WHAT YOU HAVE TO DO –
Only the number is needed: count the lines below that hold the string "wall".
──────── AVAILABLE DATA
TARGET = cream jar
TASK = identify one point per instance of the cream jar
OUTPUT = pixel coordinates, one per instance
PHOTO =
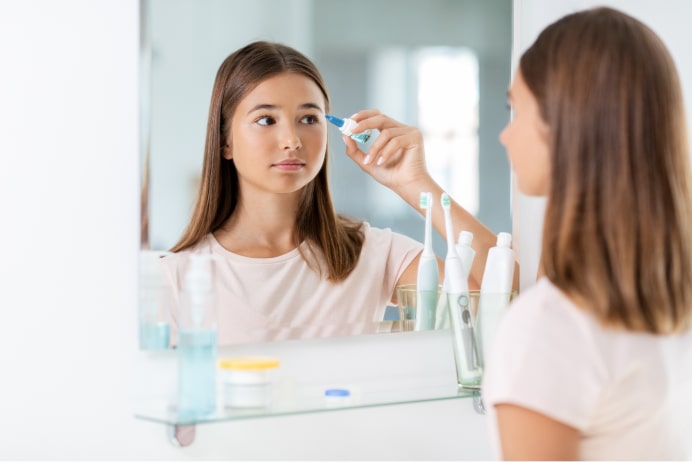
(247, 380)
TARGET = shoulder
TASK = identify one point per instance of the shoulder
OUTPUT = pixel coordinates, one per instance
(205, 246)
(544, 303)
(386, 237)
(545, 335)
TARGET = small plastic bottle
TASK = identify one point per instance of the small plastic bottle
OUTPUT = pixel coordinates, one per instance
(465, 251)
(466, 254)
(496, 289)
(345, 125)
(197, 341)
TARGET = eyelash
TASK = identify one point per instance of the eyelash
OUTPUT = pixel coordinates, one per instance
(271, 121)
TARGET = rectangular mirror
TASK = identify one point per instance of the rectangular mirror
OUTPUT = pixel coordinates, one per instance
(442, 65)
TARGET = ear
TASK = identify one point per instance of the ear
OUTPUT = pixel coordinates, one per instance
(226, 152)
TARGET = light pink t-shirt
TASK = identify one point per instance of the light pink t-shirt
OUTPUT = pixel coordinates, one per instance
(629, 394)
(268, 299)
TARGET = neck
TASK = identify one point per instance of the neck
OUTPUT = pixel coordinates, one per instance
(261, 226)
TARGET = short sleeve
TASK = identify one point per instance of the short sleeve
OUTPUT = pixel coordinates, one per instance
(397, 249)
(545, 359)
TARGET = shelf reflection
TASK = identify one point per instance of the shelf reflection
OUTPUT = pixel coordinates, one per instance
(288, 399)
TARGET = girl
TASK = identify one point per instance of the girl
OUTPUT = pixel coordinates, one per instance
(288, 266)
(595, 360)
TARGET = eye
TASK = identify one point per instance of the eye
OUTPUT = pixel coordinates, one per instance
(310, 119)
(265, 120)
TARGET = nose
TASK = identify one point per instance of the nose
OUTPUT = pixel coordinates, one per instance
(290, 139)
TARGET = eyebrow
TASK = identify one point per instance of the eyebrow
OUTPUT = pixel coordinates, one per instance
(265, 107)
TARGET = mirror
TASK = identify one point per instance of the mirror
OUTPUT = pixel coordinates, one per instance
(443, 65)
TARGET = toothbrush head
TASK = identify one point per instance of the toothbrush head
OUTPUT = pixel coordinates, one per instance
(339, 122)
(446, 201)
(425, 200)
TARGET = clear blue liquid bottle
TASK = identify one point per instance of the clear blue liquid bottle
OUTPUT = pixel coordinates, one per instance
(196, 373)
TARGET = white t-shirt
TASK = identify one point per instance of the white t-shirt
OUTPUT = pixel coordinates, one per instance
(268, 299)
(629, 394)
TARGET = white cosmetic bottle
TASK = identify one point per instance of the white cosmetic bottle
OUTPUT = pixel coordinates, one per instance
(197, 319)
(496, 290)
(467, 255)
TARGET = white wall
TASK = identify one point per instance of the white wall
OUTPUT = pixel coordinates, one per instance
(668, 18)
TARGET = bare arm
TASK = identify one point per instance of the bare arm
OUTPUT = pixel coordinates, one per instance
(400, 153)
(529, 435)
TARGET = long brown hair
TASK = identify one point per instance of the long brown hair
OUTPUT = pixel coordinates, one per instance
────────────────
COMPLETED EXERCISE –
2